GIVEN EXERCISE. Revise the stretch of the material below from "Reviewer note: check that each instance of the person on" through "[[112, 26], [97, 6]]", replacing "green foliage" with "leafy greenery" and leaving everything else unchanged.

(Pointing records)
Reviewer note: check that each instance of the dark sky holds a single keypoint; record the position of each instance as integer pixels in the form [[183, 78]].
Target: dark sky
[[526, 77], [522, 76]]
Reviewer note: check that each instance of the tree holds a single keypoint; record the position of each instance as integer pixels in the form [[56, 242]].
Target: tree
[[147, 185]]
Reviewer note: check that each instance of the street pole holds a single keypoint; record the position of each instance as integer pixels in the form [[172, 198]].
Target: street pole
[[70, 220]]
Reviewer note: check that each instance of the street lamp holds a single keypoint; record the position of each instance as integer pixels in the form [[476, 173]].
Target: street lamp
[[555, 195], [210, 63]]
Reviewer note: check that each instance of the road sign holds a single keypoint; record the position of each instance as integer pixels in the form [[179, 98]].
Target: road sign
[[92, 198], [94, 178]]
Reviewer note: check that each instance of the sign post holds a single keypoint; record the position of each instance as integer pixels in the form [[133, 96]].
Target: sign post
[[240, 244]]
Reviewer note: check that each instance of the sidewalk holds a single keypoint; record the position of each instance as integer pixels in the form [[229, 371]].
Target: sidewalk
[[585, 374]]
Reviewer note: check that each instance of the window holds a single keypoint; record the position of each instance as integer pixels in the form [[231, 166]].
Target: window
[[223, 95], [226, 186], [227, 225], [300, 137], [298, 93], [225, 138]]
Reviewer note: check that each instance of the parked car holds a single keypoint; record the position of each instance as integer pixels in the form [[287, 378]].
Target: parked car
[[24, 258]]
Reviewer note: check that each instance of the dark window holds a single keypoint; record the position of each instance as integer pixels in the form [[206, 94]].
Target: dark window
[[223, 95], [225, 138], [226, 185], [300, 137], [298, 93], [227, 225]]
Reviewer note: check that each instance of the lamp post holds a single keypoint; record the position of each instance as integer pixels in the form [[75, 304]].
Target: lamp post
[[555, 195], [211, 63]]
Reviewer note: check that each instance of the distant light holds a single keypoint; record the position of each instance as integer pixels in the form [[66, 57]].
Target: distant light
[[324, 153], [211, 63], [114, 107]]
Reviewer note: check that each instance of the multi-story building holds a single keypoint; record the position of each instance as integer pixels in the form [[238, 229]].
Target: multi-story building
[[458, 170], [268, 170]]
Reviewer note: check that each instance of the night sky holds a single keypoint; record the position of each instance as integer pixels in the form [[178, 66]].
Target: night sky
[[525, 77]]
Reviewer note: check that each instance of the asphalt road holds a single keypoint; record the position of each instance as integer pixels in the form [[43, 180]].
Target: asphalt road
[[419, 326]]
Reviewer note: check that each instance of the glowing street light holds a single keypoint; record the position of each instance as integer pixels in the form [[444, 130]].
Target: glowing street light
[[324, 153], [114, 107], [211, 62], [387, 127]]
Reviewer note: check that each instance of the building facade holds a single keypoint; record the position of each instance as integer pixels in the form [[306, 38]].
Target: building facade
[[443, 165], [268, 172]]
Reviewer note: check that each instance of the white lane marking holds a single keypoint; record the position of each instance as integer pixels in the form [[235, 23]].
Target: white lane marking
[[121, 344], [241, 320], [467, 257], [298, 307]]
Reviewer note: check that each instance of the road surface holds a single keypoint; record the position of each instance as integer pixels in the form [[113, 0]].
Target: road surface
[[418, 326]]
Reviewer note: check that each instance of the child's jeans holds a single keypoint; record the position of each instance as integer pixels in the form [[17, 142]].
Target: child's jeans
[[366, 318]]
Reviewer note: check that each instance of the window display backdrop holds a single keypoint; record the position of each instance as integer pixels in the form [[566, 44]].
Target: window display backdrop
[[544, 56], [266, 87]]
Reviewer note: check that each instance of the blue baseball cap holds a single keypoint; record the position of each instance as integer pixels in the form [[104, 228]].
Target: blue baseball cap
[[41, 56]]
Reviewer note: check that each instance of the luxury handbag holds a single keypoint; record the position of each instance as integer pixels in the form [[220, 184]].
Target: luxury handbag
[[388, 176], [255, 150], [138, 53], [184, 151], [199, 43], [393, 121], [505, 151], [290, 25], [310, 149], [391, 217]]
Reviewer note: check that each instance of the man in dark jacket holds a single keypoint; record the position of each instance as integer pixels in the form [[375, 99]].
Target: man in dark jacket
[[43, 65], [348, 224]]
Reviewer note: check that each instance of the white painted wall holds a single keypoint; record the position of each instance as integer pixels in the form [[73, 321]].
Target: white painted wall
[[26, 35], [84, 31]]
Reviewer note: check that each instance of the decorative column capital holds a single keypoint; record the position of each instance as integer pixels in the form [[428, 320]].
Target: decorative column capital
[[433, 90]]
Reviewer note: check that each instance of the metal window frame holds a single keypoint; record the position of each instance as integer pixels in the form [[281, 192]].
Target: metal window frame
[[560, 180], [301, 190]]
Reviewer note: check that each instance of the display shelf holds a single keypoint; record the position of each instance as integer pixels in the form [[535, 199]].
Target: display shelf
---
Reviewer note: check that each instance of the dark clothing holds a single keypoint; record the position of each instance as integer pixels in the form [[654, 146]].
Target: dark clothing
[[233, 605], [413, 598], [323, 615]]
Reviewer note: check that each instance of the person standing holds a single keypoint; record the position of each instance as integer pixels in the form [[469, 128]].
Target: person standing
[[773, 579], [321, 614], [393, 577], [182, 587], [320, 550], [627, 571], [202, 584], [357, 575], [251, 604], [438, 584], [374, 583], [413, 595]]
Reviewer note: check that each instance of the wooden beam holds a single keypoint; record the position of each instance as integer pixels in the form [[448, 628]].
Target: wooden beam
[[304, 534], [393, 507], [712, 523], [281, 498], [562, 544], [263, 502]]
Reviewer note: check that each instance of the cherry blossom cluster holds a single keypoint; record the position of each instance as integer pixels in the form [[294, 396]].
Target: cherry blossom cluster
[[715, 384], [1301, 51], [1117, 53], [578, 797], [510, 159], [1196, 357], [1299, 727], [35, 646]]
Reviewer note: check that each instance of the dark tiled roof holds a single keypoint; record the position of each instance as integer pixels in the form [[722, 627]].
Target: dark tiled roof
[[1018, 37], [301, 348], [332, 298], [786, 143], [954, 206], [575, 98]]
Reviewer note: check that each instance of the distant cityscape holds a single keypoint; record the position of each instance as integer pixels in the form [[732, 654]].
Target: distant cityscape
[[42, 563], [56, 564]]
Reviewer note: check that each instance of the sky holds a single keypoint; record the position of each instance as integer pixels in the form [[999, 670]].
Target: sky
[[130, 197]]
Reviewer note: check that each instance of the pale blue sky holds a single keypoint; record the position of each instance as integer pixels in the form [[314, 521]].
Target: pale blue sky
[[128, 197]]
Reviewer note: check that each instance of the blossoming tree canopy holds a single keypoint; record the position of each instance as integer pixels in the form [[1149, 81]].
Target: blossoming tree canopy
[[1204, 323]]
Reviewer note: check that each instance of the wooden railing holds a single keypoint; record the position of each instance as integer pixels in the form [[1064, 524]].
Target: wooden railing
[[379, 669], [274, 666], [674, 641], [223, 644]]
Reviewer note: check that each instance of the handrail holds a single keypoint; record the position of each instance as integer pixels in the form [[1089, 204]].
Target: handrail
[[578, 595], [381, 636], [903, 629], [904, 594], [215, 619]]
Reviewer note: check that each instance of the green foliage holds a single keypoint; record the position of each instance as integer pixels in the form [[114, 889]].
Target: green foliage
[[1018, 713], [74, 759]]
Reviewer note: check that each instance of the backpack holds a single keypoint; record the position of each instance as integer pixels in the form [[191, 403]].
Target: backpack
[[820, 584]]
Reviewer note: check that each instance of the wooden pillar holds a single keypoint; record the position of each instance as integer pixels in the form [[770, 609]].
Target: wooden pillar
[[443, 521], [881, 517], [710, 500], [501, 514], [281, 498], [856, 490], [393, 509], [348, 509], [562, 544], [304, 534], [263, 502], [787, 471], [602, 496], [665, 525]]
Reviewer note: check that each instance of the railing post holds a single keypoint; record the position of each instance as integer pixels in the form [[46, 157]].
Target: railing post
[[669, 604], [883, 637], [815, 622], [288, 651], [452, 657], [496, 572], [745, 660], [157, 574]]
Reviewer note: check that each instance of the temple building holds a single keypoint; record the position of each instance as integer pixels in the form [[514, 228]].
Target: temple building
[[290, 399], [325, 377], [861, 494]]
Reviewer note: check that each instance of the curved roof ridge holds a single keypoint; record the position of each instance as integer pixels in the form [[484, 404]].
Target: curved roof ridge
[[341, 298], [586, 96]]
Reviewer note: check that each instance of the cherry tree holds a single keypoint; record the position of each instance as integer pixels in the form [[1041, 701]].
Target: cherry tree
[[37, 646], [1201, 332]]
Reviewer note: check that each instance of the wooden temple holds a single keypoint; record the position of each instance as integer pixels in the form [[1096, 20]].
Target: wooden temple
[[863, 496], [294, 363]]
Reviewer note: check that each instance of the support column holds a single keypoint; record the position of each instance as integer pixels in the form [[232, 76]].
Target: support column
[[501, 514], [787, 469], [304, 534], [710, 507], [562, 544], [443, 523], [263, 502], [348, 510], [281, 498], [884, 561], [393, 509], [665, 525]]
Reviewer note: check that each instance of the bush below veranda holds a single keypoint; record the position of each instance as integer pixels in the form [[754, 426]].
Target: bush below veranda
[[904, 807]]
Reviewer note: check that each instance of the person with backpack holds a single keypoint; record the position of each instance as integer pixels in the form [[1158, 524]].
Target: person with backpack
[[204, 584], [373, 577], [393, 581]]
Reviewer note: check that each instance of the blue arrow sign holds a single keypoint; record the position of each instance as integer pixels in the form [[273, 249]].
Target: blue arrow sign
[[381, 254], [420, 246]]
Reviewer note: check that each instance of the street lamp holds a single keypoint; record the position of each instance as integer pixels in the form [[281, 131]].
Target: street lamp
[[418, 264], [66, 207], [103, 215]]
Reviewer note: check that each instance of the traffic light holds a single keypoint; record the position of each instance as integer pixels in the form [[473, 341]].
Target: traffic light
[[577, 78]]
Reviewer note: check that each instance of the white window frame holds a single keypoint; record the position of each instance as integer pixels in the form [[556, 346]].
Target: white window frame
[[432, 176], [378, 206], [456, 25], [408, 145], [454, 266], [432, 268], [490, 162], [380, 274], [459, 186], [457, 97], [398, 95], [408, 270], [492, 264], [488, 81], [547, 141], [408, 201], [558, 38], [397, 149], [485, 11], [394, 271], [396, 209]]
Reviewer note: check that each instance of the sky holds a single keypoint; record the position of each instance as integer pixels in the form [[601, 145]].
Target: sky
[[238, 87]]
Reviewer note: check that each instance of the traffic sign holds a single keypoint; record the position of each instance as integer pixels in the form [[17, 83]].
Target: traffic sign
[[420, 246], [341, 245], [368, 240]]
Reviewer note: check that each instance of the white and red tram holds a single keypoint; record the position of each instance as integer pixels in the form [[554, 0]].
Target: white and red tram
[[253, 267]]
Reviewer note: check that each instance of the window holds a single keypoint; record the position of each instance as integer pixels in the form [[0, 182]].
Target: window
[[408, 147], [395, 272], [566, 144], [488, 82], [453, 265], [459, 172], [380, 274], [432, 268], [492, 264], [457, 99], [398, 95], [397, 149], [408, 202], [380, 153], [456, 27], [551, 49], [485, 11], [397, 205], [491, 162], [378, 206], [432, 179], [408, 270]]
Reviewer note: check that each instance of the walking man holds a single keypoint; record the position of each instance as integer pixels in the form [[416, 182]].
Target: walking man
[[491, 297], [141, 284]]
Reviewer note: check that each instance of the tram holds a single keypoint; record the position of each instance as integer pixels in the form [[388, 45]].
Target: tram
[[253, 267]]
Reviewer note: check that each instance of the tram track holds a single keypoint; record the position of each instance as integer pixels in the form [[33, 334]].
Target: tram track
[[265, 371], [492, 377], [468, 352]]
---
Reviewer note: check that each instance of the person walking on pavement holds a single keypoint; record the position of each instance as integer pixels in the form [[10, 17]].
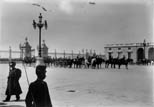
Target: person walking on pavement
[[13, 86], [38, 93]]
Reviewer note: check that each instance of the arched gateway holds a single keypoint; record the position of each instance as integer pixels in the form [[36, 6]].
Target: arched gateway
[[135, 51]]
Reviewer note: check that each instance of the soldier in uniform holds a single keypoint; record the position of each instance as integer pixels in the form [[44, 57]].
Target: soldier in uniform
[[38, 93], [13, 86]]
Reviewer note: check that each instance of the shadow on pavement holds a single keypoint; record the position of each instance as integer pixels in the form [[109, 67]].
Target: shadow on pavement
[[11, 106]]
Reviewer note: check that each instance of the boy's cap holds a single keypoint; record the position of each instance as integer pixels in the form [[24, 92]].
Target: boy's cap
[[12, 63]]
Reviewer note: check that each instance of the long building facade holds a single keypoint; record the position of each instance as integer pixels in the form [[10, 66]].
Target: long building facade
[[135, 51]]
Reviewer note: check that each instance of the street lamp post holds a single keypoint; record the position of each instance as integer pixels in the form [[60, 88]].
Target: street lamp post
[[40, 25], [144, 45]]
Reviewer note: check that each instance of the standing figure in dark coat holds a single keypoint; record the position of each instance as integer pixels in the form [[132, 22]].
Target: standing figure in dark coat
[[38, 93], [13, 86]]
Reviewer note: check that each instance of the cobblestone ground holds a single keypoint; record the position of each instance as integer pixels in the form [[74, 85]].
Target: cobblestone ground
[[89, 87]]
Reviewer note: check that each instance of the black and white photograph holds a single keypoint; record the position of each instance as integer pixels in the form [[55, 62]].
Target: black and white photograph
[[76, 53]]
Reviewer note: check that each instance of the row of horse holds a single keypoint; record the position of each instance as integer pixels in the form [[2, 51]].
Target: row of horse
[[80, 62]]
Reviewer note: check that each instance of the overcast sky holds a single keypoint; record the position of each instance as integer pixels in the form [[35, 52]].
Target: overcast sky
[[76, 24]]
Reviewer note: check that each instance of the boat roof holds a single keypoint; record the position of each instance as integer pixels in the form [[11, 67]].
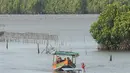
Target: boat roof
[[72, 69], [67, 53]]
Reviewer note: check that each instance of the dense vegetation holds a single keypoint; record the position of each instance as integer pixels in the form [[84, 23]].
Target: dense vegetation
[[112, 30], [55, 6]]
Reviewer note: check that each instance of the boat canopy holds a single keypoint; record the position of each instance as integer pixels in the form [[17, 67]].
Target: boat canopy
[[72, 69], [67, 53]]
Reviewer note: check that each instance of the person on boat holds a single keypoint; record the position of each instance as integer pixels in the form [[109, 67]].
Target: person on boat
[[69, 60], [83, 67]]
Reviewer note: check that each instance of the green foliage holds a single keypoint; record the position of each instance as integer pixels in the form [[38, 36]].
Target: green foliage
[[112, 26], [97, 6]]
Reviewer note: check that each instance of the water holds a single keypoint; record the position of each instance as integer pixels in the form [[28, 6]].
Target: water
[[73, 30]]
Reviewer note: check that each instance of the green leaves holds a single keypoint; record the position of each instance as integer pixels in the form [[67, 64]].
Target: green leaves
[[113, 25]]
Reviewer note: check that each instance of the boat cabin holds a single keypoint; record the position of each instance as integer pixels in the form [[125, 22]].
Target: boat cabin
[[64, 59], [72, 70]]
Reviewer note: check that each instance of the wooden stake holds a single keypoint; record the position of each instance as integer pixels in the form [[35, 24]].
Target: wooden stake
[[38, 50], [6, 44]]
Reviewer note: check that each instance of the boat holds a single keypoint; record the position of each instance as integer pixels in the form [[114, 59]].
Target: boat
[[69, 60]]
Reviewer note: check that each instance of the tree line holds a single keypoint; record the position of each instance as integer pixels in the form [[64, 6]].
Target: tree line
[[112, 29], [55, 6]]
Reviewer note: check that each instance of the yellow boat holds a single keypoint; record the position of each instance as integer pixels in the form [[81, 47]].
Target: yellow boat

FINAL RESULT.
Reviewer note: check that each instance of the person on boat holds a single keypoint; record the position of each instance as integer pixels in the form [[109, 67]].
Target: person on boat
[[69, 60], [83, 67]]
Reviewer note: check that each instance of the leafy greenery holds a single keypoint; record the position of each instance as integer pixels in the form [[38, 36]].
Target: leafy greenery
[[112, 26], [97, 6]]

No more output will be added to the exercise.